[Quoted passage Boundary: Start]

Health care unions amplify the voices of frontline workers overwhelmed by pandemic conditions.

The unions representing the nation’s health care workers have emerged as increasingly powerful voices during the still-raging pandemic.

With more than 100,000 Americans hospitalized and many among their ranks infected, nurses and other health workers remain in a precarious frontline against the coronavirus and have turned again and again to unions for help.

Nurses across the country from various unions are participating in dozens of strikes and protests. National Nurses United, the country’s largest union of registered nurses, held a “day of action” on Wednesday with demonstrations in more than a dozen states and Washington, D.C., as it starts negotiations at hospitals owned by big systems like HCA, Sutter Health and CommonSpirit Health.

“It’s so overwhelming. It’s unlike anything I’ve ever seen before,” said Erin McIntosh, a nurse at Riverside Community Hospital in Southern California, a part of the country that has been among the hardest hit by a surge in cases. “Every day I’m waist-deep in death and dying.”

Hospitals said the unions are playing politics during a public health emergency and say they have no choice but to ask more of their workers.

[Quoted passage Boundary: End]
[Information given Boundary: Start]

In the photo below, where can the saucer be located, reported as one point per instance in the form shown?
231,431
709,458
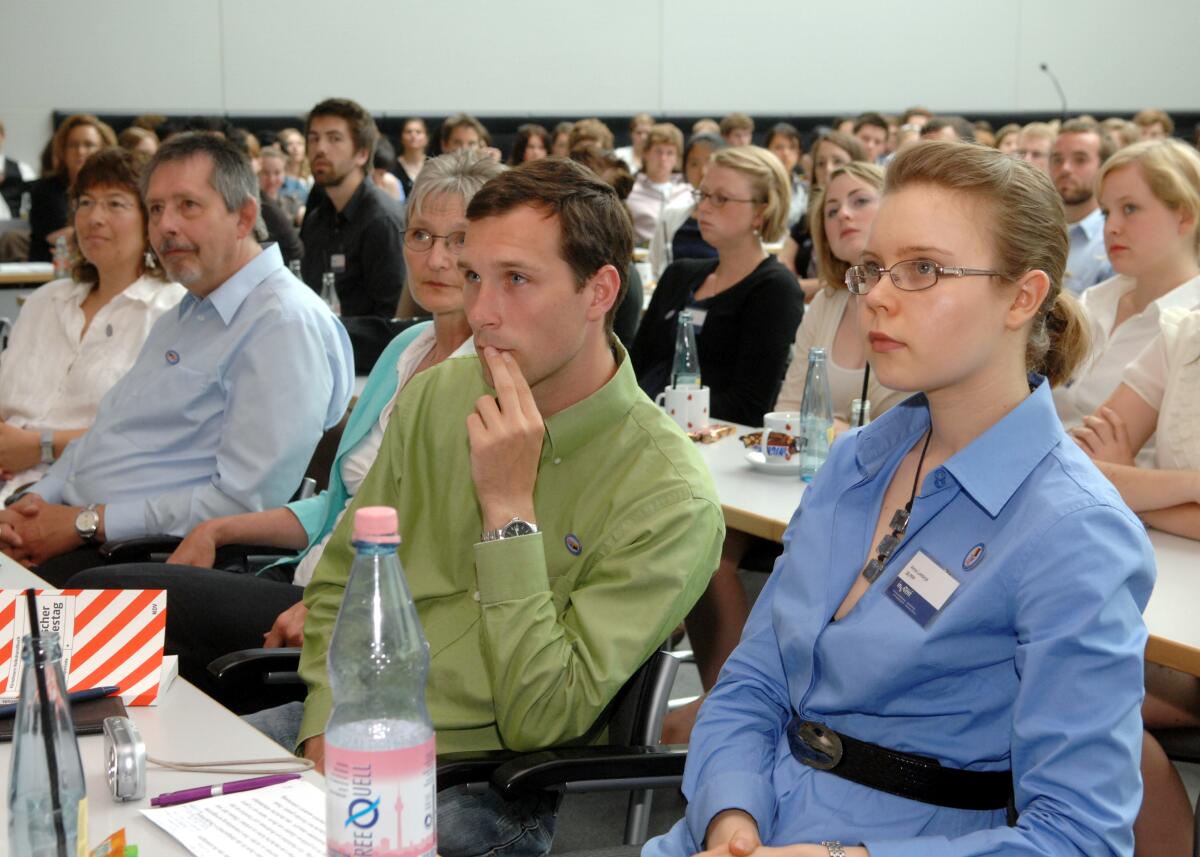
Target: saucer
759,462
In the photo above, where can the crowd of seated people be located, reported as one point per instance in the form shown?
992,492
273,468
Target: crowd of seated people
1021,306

[Information given Boundary: End]

### Tasks and exercises
1. Reproduce a passage from the article on health care unions word for word: begin at the words "Nurses across the" and stop after the words "of their workers.".
2. Answer these questions using the article on health care unions.
(a) Which union does the article call the country's largest union of registered nurses?
(b) At which hospital does Erin McIntosh work?
(c) How many Americans does the article say are hospitalized?
3. Pick up the article on health care unions after its last sentence and keep writing it.
The rows come from a different source than the article on health care unions.

### Set of answers
1.
Nurses across the country from various unions are participating in dozens of strikes and protests. National Nurses United, the country’s largest union of registered nurses, held a “day of action” on Wednesday with demonstrations in more than a dozen states and Washington, D.C., as it starts negotiations at hospitals owned by big systems like HCA, Sutter Health and CommonSpirit Health.

“It’s so overwhelming. It’s unlike anything I’ve ever seen before,” said Erin McIntosh, a nurse at Riverside Community Hospital in Southern California, a part of the country that has been among the hardest hit by a surge in cases. “Every day I’m waist-deep in death and dying.”

Hospitals said the unions are playing politics during a public health emergency and say they have no choice but to ask more of their workers.

2.
(a) National Nurses United
(b) Riverside Community Hospital in Southern California
(c) More than 100,000

3.
But health care workers say they have been bitterly disappointed by their employers’ and government agencies’ response to the pandemic. Dire staff shortages, inadequate and persistent supplies of protective equipment, limited testing for the virus and pressure to work even if they might be sick have left many workers turning to the unions as their only ally. The virus has claimed the lives of more than 3,300 health care workers nationwide, according to one count.

A patient arrived in March at the University of Illinois Hospital in Chicago.
Joshua Lott/Reuters

“We wouldn’t be alive today if we didn’t have the union,” said Elizabeth Lalasz, a Chicago public hospital nurse and steward for National Nurses United.

Despite the decades-long decline in the labor movement and the small numbers of unionized nurses, labor officials have seized on the pandemic fallout to organize new chapters and pursue contract talks for better conditions and benefits. National Nurses organized seven new bargaining units last year, compared to four in 2019. The Service Employees International Union, which represents Mrs. McIntosh, also says it has seen an uptick in interest.